• _HOW TO COMPLETE THIS TASK_:
From the listing below, reproduce word for word the part that opens with the line containing "Target: orange carrot" and closes with the line containing "Target: black backdrop"; reproduce nothing else.

• _EXCERPTED RECORDS_:

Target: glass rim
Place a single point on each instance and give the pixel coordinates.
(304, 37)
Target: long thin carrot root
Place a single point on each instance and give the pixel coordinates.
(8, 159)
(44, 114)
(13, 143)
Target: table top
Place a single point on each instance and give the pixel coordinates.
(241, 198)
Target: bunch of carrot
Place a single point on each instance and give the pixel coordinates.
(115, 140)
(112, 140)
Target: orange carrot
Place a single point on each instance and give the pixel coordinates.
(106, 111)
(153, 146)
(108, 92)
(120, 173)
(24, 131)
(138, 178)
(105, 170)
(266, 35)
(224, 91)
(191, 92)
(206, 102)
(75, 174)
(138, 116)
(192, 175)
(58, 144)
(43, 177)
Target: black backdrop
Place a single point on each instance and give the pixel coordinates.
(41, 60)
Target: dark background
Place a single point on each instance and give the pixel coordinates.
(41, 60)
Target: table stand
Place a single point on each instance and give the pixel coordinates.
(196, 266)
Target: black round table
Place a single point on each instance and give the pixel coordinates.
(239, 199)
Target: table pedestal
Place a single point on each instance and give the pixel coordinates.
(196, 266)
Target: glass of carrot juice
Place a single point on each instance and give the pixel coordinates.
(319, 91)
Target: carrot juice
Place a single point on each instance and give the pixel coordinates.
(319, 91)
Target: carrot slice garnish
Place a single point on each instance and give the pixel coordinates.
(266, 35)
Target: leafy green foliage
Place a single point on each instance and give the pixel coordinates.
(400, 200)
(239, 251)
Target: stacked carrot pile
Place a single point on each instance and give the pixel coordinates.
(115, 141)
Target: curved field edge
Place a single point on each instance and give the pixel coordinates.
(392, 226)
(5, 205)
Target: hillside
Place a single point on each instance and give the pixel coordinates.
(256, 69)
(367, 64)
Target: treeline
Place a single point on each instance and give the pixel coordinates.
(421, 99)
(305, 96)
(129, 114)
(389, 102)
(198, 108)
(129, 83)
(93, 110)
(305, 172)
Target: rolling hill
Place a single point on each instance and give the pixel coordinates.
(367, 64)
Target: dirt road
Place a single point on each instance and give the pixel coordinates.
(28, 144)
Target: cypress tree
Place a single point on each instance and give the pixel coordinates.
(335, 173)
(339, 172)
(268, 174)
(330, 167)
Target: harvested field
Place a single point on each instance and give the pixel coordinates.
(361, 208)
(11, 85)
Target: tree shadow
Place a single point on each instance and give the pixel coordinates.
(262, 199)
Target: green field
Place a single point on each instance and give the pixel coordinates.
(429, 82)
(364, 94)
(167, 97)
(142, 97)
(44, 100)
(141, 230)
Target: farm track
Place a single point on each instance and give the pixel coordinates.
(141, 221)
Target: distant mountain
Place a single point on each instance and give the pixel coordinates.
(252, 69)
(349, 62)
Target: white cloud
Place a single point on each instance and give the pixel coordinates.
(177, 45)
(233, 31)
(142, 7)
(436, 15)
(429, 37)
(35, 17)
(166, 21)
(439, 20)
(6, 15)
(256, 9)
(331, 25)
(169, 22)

• _OUTPUT FOR THIS EXERCISE_:
Target: orange carrot
Place a single point on each instance and give the pixel coordinates.
(106, 111)
(153, 146)
(108, 92)
(120, 173)
(24, 131)
(138, 178)
(105, 170)
(266, 35)
(224, 91)
(191, 92)
(206, 102)
(75, 174)
(138, 116)
(192, 175)
(58, 144)
(43, 177)
Target: black backdrop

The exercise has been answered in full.